An exact transcription of the listing, without its images, is what the answer must contain.
BEGIN RECORDS SHOWN
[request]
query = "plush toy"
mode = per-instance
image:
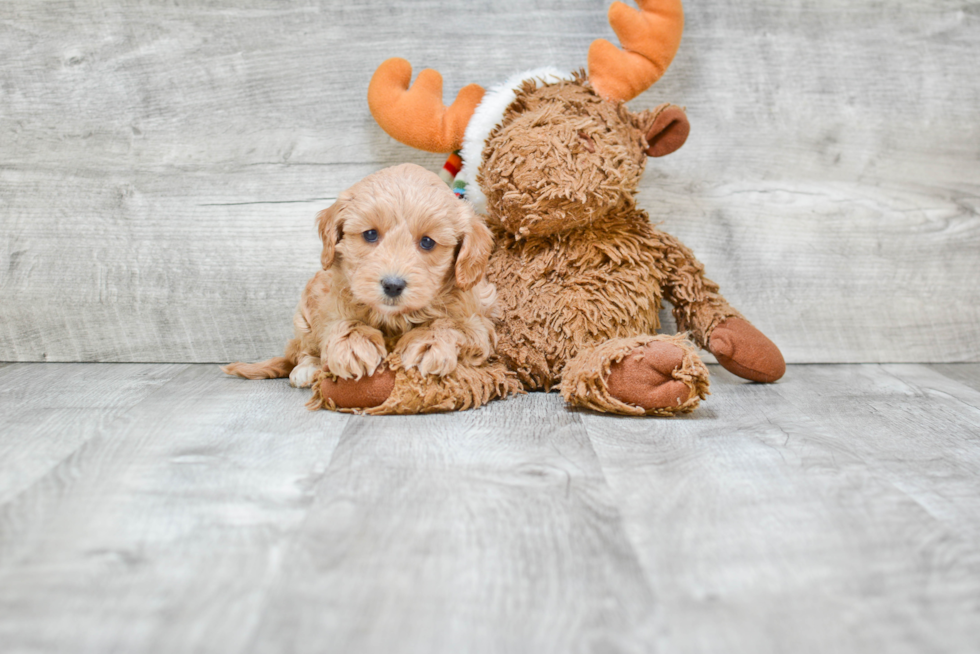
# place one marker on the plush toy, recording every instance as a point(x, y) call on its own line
END RECORDS SHOWN
• ANSWER:
[request]
query = "plush toy"
mode = per-instance
image:
# place one marker on the plush toy, recording every instance as a point(x, y) call on its own line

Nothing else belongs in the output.